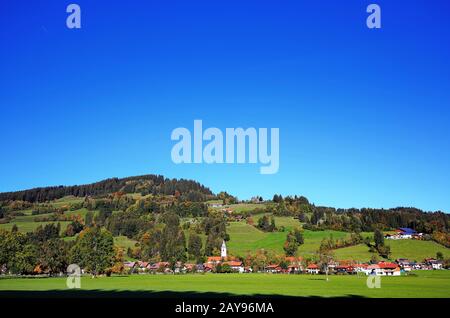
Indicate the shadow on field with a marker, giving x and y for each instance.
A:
(147, 294)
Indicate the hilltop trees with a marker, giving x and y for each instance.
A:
(147, 184)
(383, 250)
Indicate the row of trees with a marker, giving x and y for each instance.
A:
(166, 240)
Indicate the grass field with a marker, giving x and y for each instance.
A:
(427, 284)
(244, 238)
(411, 249)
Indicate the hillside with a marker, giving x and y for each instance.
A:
(146, 184)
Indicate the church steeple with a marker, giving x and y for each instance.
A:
(223, 250)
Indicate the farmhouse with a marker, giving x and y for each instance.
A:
(312, 269)
(433, 263)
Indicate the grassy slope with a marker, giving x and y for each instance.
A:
(427, 284)
(247, 238)
(244, 237)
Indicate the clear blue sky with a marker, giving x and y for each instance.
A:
(364, 115)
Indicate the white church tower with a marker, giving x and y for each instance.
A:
(223, 250)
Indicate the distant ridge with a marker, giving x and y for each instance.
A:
(145, 184)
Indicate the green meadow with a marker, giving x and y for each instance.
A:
(246, 238)
(426, 284)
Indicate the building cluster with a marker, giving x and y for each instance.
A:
(292, 265)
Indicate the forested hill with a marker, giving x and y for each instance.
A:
(147, 184)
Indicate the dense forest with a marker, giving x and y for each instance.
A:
(147, 184)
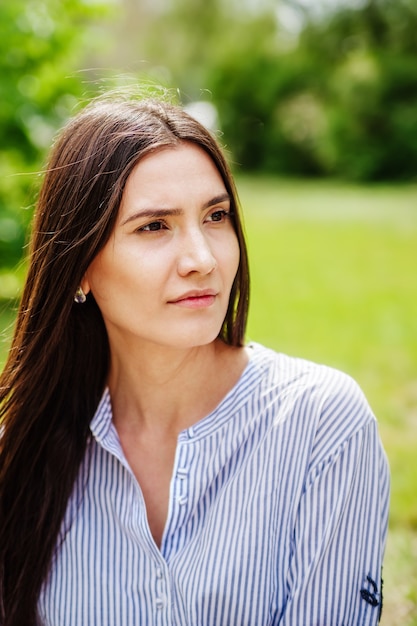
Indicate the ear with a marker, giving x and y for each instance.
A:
(85, 284)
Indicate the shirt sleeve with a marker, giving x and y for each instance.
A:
(335, 574)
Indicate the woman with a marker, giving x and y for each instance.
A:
(154, 468)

» Exercise brief:
Could you copy each line in the listing above that includes the word "field"?

» Result of the task:
Indicate the shadow on field with a marker, giving x and y for each instance.
Indicate the grass field with a marker, giving x and y for each instance.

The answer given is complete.